> _PASSAGE TO READ_:
+ + + + +

Starting at 11:15pm PST on Feb 20, 2023 we suffered a major outage across all endpoints and models of our service. /v1/completions traffic was restored by 2:05 am PST on Feb 21. Ongoing database instabilities left some non Completions services degraded until 1:30pm PST on Feb 21. The root cause was an unexpected database failure with compounding effects delaying full recovery.
Our primary Postgres database was scheduled for a routine automated maintenance by our cloud provider. During this window, no impact was expected because the primary would fail over to a hot standby to continue to serve traffic. This ran as expected. However, additional "read replica" databases were also scheduled for maintenance in the same time window but had no corresponding fail-over functionality. The read replicas unexpectedly failed to come back after their maintenance window. The result was that we were able to keep parts of the site up and running, but not enough database capacity to service all traffic.
Engineers immediately started two streams of work. One was to create new read replicas. The other was to rebalance the available database connections towards the most critical API endpoints. Completions and authentication traffic were prioritized. This brought back traffic to the main /v1/completions endpoints by 2:05 am PT on Feb 21. The length was compounded by existing read replicas unexpectedly getting stuck in a recovery loop and being unable to reconnect to the primary database. This was additionally compounded by delays incurred spinning up new replicas due to unexpected dependencies from non-on-call staff in the middle of the night on a holiday weekend and during a holiday Monday on-call shift change.

+ + + + +

> _GIVEN DATA_:
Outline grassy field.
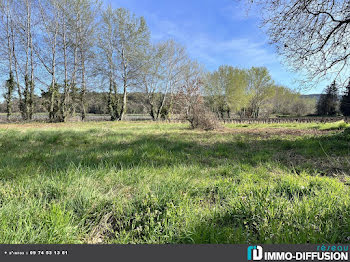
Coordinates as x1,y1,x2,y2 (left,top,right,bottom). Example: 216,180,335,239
0,122,350,243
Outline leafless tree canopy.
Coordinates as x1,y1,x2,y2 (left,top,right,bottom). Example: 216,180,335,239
251,0,350,85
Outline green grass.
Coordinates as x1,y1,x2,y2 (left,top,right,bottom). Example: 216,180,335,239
0,122,350,243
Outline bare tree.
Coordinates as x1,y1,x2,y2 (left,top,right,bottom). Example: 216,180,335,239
0,1,15,120
100,7,149,120
246,0,350,85
139,40,190,120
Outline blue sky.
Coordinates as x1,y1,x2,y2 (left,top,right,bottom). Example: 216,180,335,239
104,0,323,93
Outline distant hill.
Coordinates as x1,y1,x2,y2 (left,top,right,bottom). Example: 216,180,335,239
301,94,321,100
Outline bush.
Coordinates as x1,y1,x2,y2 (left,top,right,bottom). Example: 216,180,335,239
186,103,220,130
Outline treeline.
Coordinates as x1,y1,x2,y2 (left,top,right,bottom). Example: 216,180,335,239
204,66,316,118
0,0,315,122
317,80,350,116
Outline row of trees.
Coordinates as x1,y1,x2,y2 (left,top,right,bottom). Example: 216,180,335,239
0,0,322,121
0,0,201,121
317,81,350,116
204,66,315,118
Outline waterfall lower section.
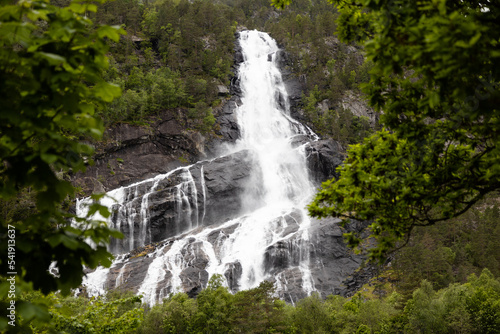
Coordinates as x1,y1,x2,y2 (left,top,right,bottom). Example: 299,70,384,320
82,31,361,304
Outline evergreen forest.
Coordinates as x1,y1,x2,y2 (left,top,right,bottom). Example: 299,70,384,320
0,0,500,334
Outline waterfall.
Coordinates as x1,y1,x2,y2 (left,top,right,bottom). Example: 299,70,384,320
78,31,328,304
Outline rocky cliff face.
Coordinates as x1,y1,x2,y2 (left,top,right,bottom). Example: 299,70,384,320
79,30,368,303
72,110,205,194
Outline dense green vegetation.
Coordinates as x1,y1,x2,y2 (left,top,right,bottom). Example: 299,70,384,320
16,269,500,334
310,0,500,260
0,0,123,329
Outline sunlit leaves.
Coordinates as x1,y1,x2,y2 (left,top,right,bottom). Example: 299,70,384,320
0,0,123,328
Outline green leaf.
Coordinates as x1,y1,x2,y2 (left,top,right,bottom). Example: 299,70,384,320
93,82,122,102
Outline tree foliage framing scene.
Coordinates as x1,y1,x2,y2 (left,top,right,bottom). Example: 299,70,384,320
0,0,500,334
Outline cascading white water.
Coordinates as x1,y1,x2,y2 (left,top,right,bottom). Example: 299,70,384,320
82,31,318,304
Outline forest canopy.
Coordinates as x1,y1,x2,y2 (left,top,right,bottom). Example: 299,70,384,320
266,0,500,259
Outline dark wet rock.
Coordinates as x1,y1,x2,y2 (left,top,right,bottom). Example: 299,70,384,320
306,139,345,184
224,262,242,292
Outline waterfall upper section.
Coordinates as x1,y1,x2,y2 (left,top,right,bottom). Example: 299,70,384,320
80,31,361,304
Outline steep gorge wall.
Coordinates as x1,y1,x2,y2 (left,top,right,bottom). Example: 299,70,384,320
77,31,368,302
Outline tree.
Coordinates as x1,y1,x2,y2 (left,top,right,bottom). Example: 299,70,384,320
0,0,123,330
274,0,500,260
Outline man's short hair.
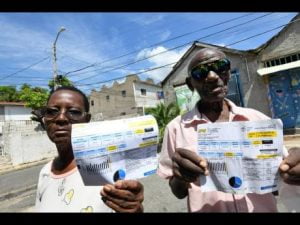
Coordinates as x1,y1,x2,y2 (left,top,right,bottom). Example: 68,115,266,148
187,47,226,76
47,86,90,112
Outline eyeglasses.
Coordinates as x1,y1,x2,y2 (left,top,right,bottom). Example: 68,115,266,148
191,59,230,80
43,108,86,121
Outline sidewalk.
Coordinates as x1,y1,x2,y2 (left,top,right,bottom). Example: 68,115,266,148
0,157,53,175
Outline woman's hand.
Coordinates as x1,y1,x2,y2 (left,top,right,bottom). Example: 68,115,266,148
100,180,144,213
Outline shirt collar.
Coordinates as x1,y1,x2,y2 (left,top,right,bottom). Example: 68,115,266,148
181,98,249,124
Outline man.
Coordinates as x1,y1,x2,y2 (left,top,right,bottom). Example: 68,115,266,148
36,87,144,212
158,48,300,212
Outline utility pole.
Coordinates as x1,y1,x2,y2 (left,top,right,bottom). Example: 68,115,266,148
53,27,66,90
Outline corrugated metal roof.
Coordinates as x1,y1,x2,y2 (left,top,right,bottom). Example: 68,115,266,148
0,102,25,106
257,60,300,76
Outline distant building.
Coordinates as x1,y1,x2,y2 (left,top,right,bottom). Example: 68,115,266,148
161,14,300,133
89,75,164,120
0,102,32,121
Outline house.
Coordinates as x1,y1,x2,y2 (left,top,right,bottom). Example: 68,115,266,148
162,14,300,133
256,14,300,130
0,102,32,121
89,75,163,120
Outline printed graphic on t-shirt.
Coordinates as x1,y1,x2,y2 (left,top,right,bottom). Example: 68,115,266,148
57,178,66,196
80,206,94,212
63,189,74,205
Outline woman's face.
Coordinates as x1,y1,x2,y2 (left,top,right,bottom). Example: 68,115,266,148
44,90,89,144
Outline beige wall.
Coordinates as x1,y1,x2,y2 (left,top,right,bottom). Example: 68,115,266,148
89,75,161,120
259,16,300,62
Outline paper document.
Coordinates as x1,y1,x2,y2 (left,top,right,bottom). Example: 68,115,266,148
197,119,283,194
72,115,158,186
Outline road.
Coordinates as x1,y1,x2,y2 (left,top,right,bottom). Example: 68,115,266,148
0,162,187,212
0,162,300,212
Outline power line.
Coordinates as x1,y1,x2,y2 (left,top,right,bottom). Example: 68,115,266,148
74,62,177,86
76,13,272,82
78,16,300,92
0,56,50,80
65,13,255,75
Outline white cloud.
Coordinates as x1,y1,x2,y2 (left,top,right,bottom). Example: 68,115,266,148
160,30,171,41
129,14,164,26
137,46,190,82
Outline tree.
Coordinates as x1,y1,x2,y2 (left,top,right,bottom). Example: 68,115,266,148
19,84,49,126
145,102,180,151
48,75,73,90
0,86,20,102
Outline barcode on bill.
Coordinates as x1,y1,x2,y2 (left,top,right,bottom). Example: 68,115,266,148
208,162,227,172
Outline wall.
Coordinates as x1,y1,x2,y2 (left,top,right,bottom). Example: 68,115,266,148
163,46,271,116
259,16,300,61
4,105,32,121
3,121,57,166
0,105,5,121
90,76,136,119
134,82,163,107
89,75,161,120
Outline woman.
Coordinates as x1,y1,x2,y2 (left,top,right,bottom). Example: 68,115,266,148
36,87,144,212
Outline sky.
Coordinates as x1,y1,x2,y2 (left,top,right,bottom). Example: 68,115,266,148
0,12,297,94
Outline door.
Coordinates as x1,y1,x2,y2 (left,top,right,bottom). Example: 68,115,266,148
269,69,300,128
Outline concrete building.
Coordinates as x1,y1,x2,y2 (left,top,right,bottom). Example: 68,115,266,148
0,102,32,121
256,14,300,133
89,75,163,120
162,14,300,133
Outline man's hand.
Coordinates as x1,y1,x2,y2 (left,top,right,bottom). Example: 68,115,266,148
100,180,144,213
279,147,300,185
173,148,209,183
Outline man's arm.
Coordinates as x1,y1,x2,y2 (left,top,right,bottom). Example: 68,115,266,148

+ + + + +

> _WORK INSTRUCTION 1_: Translate this sentence from the outage report into Spanish: "Completions and authentication traffic were prioritized."
> _WORK INSTRUCTION 2_: In the outage report, which databases failed to come back after their maintenance window?
> _WORK INSTRUCTION 3_: Carry on with the outage report from its last sentence.
None of the lines are needed here.

> _ANSWER SPACE 1_: Se dio prioridad al tráfico de Completions y de autenticación.

> _ANSWER SPACE 2_: The read replica databases.

> _ANSWER SPACE 3_:
Throughout the night we continued to see database instabilities; however, isolation procedures were able to keep /v1/completions online. Unfortunately due the volume of ChatGPT and Dall-E these products remained degraded due to database instabilities.
We use PgBouncer to pool database connections; unfortunately in the post-recovery database configuration we identified previously unknown slow queries hogging the pools, preventing other queries to run. Database instabilities were further frustrated by new read replicas inadvertently bypassing PGBouncer and exceeding database connection limits. This caused an additional brief outage from 10:43 am to 11:04 am PT.
By 1:30pm read replicas were fully online and ChatGPT and DALL·E returned to a fully operational status.
We are immediately executing on several action items as a result of this outage:
Longer term, we are reviewing our overall database strategy and planning towards solutions that are more resilient to individual server failures.